• **WHAT NEEDS TO BE DONE**
Your task is to copy the listing exactly, with the pictures left out.

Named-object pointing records

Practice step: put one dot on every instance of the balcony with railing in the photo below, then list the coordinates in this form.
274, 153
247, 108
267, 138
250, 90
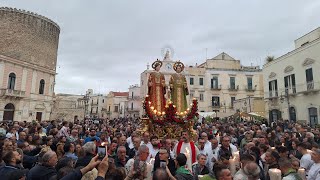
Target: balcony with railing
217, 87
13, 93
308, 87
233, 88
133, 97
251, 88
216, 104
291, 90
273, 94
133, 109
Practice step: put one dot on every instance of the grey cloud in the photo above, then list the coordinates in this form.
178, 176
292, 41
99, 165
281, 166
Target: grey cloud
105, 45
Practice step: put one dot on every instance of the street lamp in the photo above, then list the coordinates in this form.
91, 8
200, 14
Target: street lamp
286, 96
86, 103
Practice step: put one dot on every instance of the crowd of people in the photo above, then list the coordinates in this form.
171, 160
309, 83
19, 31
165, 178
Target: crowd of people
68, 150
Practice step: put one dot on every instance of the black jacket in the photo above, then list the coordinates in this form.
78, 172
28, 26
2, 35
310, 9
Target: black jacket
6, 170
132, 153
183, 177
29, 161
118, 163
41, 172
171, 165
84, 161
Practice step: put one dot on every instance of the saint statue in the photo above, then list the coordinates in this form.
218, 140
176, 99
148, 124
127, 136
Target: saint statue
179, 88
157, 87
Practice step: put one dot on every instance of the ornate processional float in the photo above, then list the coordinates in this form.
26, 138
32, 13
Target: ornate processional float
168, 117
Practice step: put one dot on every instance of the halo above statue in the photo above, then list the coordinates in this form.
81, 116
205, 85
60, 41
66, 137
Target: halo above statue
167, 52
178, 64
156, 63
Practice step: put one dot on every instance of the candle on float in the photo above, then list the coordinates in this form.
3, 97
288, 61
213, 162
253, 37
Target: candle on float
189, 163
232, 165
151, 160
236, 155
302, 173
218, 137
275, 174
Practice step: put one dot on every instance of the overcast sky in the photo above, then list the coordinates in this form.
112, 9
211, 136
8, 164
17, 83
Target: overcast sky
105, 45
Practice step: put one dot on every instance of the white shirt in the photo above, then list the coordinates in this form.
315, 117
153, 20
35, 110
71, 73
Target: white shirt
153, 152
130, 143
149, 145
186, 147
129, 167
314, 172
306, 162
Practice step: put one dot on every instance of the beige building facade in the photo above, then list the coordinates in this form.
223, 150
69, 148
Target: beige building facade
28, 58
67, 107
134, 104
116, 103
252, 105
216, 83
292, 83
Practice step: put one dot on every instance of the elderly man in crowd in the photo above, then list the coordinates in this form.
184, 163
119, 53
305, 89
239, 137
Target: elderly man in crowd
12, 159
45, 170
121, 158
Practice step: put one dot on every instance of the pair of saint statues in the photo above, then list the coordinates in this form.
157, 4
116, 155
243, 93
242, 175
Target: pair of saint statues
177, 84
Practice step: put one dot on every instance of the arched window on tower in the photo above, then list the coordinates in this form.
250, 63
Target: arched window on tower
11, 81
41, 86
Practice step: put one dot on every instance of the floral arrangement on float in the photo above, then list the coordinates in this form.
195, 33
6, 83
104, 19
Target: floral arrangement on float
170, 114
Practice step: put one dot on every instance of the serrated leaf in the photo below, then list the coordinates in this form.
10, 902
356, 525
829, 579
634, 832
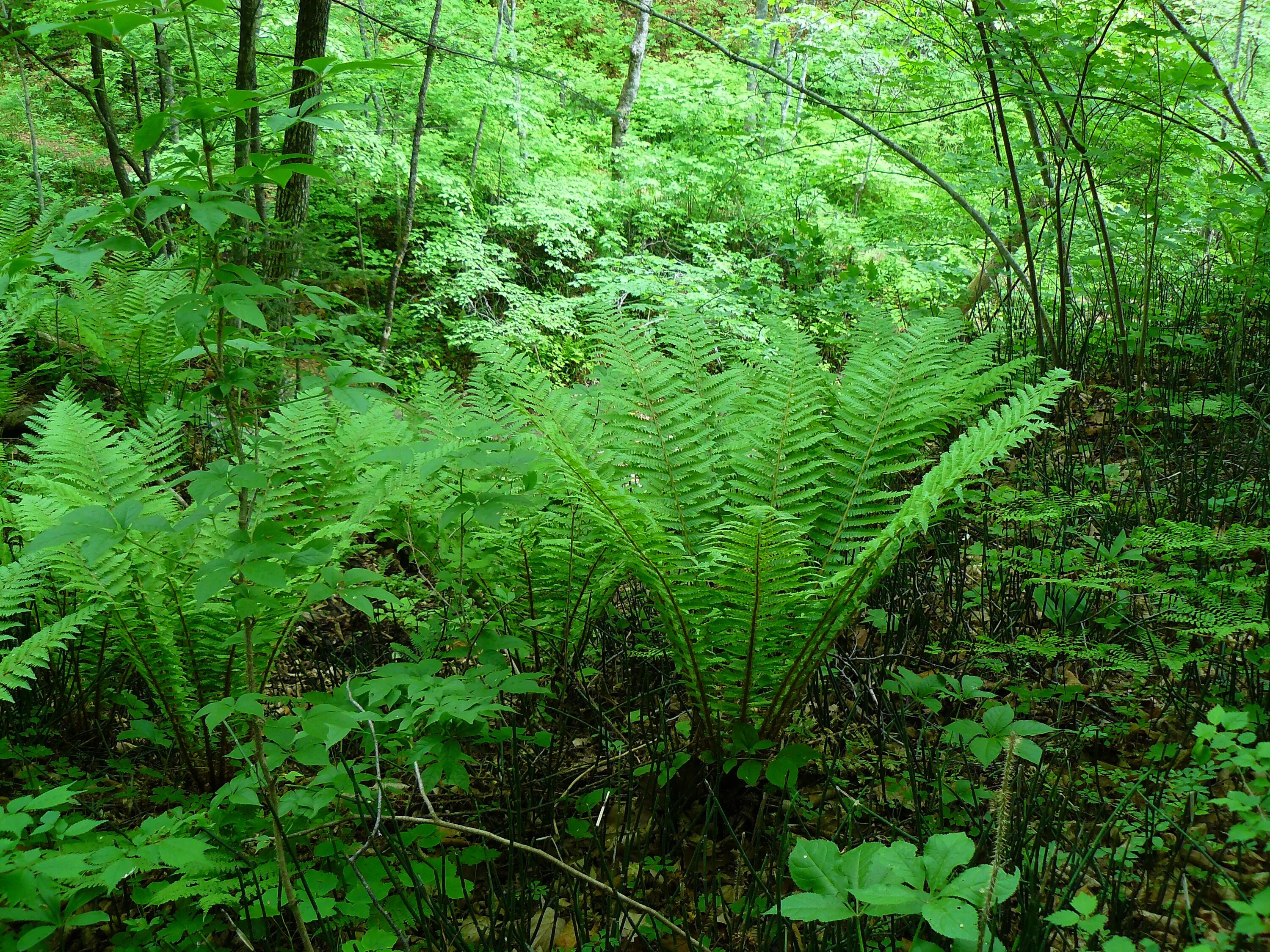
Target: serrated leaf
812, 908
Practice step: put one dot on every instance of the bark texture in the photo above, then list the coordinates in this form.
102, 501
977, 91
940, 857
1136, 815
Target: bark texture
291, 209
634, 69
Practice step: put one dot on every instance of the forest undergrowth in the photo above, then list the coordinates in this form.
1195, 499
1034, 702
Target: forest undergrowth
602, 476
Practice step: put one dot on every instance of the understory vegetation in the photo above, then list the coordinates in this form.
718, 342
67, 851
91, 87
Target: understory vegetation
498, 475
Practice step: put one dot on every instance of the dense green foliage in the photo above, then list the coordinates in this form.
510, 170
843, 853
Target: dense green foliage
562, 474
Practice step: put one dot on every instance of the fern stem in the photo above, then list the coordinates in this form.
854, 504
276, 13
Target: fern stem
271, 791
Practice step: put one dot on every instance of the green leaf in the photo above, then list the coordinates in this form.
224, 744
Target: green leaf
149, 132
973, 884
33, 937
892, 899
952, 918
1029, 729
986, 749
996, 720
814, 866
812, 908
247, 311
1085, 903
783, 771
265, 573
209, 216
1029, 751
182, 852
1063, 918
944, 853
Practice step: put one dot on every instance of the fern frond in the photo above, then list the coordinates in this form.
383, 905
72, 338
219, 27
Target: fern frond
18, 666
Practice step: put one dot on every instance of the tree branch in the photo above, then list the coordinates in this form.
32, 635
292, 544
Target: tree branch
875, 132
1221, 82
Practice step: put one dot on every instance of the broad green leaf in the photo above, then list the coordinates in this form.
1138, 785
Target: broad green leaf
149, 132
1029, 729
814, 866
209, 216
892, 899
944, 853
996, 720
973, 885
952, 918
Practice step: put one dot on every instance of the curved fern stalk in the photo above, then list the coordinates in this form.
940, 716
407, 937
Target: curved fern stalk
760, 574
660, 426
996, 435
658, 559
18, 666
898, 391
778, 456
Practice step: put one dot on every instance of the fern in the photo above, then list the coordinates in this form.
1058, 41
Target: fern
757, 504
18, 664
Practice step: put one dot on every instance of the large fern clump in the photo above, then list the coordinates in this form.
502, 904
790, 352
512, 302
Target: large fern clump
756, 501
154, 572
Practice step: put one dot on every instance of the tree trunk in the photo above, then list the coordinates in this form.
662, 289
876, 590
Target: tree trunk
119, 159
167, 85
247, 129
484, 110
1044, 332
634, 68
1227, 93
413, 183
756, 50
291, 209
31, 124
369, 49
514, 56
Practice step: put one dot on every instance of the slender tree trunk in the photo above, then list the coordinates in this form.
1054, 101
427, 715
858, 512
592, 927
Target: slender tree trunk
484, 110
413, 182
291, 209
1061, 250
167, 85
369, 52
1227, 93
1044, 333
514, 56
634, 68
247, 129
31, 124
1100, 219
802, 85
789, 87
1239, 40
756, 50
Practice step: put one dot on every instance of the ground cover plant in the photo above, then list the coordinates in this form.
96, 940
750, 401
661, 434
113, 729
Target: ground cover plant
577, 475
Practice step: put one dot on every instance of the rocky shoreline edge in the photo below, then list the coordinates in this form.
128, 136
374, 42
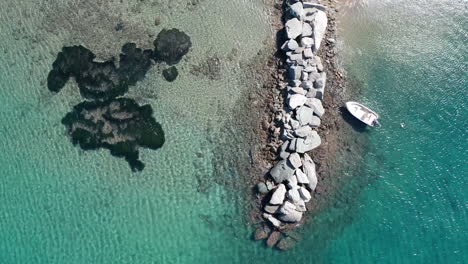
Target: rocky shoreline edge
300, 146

• **THE REPLY**
Practice step: put one dot on every instance of the balcony with railing in the photo below, then list the coordinates in this form.
274, 153
247, 108
267, 138
250, 90
Target: balcony with railing
217, 87
13, 93
308, 87
233, 88
133, 97
251, 88
216, 104
291, 90
273, 94
133, 109
Practice step: put one dot on every instance of the grey cloud in the photo above, then list the coordinates in this form.
178, 176
292, 41
99, 165
281, 166
Target: grey cloud
105, 45
Practice step: put one dot on every instance of the street lamp in the photo above, then list the coordinates in this form.
91, 8
200, 14
Target: street lamp
286, 96
86, 103
Practice step: put one dot on every instance of the crowd of people in the photo above, then list the coordinates in this form.
171, 160
309, 83
19, 31
165, 178
Target: crowd of people
68, 150
Practice step: put one dot on every instance of the black jacket in the photo above, then list the coordinates in this form.
78, 172
28, 26
2, 35
310, 9
Target: black jacket
6, 170
132, 153
183, 177
29, 161
118, 163
41, 172
171, 165
84, 161
Practice step: put one dot on every instance of the saint statue in the photo above, then list the coordinates in this form.
218, 140
176, 99
148, 124
127, 136
Target: saint statue
179, 88
157, 87
Practice step: put one dot on every instance of the ornate processional float in the photo above, then list the coordinates in this form.
26, 138
32, 13
Target: ornate processional float
168, 117
Practice step: put one dot on every instance of the halo above statue in the photo above, then list the coordinates in this form.
81, 116
205, 85
60, 41
66, 137
Target: halo above statue
167, 52
178, 64
156, 63
Practice step: put one dot on every instance of the candle on float in the photo above, then list the coordinates in this form.
3, 97
288, 61
213, 162
253, 37
Target: candle on float
189, 163
232, 165
151, 160
236, 155
302, 173
218, 137
275, 174
Practice step: put one dot on every instance of the overcast sky in the photo above, then list the coordinates in this form.
112, 9
211, 136
8, 164
17, 83
Target: overcast sky
105, 45
Practice step: put one dot on every instance of the white shirt in the photo above, then list the coordinates in this form.
315, 117
153, 20
35, 110
71, 73
Target: white shirt
153, 152
130, 143
149, 145
186, 147
129, 167
314, 172
306, 162
Practice step: put one dot on every instance of the beige building facade in the photo above, then list the coordinates in this form.
223, 150
69, 148
Target: beige building facade
28, 58
67, 107
134, 104
116, 103
252, 105
216, 83
292, 83
Practice step: put one dot on every instance of the elderly man in crowd in the photo above, then list the coordinates in this form.
184, 163
119, 53
305, 89
239, 137
Target: elderly man in crowd
12, 159
45, 170
121, 158
Practice step: put one dot on every instance of the pair of saint statues in the photo above, then list the coordinates in this form.
157, 4
116, 155
243, 93
242, 175
Target: pair of saint statues
177, 84
Practice step: put one dot on every instance of the arched window on tower in the photo above, then list the coordinates in this form.
250, 63
Target: arched window on tower
11, 81
41, 86
Practice step: put one dot on every instance of the floral arrangement on float in the photo above, then list the coordinates in this form.
195, 33
6, 83
104, 19
Target: floral arrangement on float
170, 114
Practice step: put one dot on every instance of the serrated leaf in the photo below, then list the coordinates in this form.
10, 902
356, 525
829, 579
634, 832
Target: serrated leaf
812, 908
Practice step: put one dot on every instance of the bark texture in the photo above, then list the coordinates in this form.
102, 501
977, 91
940, 857
1136, 815
Target: bark texture
291, 209
634, 69
Practice step: put one dot on every instance of the forest undergrowth in the photo above, then list the coordinates in this form.
1195, 499
1034, 702
Target: forest undergrowth
602, 476
Practice step: put one dot on every instance of the understory vegetation in the photo above, then list the coordinates in this form.
718, 342
67, 851
91, 87
Target: understory vegetation
498, 475
Practice step: put one dot on every instance of the dense green foliage in the photo above, then list the coordinates in this form.
510, 170
843, 853
Target: dense green foliage
562, 474
Practice step: put one dot on every instance of the fern stem in the photo above, then list the coordinates in this form.
854, 504
276, 13
Target: fern stem
271, 791
Practice step: put one dot on every instance of the green leaf in the photo above, then list the coordinates in this form.
224, 744
Target: green leaf
149, 132
973, 884
33, 937
892, 899
952, 918
1029, 729
986, 749
996, 720
814, 866
812, 908
247, 311
1085, 903
783, 771
265, 573
209, 216
1029, 751
182, 852
1063, 918
944, 853
Practice step: put one dot on every instance of the fern frond in the photo above, then list the coordinates in this form.
383, 905
72, 338
219, 27
Target: fern frond
18, 666
Practice step: put one dot on every instance of the tree branch in the photo above, then list the coordinates in this form.
32, 635
292, 544
Target: tree branch
875, 132
1221, 82
Practice step: put one dot on every instance of the broad green leaf in the photo above, then list the coordinates in this form.
1138, 785
Target: broad green leaf
149, 132
1029, 729
814, 866
209, 216
892, 899
944, 853
996, 720
973, 885
952, 918
Practice step: put one dot on every instance of the curved fern stalk in the photo above, then list the coordinates in this form.
940, 716
407, 937
Target: curved fern stalk
760, 574
660, 426
996, 435
658, 559
18, 666
898, 391
778, 456
Practice step: put one dot on every instance of the fern in the photo above, then list the coordinates in this form.
1058, 41
Target: fern
757, 504
18, 664
Practice step: put one dot on every instance of the large fern clump in the photo above, then list the coordinates in this form.
502, 904
790, 352
512, 302
Target: large fern clump
756, 501
154, 572
Practice step: put one dot on every instance of the tree trunk in the photo above, then list the coordinates in this form.
662, 289
876, 590
Target: tree trunk
119, 159
167, 85
247, 129
484, 110
1044, 332
634, 68
1227, 93
413, 183
756, 50
291, 209
31, 124
369, 49
514, 56
Practice step: put one dot on every instance of the slender tree trunk in the photo above, then list the coordinates in this form.
1054, 101
427, 715
858, 512
592, 927
Target: slender tree trunk
484, 110
413, 182
291, 209
1061, 250
167, 85
369, 52
1227, 93
1044, 333
514, 56
634, 68
247, 129
31, 124
1100, 219
802, 85
789, 87
1239, 40
756, 50
Practice step: put one dot on every instance of the ground cover plant in the photo above, then list the coordinates in this form.
96, 940
750, 401
661, 434
113, 729
Target: ground cover plant
577, 475
Practice step: put one dot on every instance of the rocky shoreline edge in the photo below, then list the coordinates in this form.
128, 136
374, 42
Target: rocky shoreline edge
300, 146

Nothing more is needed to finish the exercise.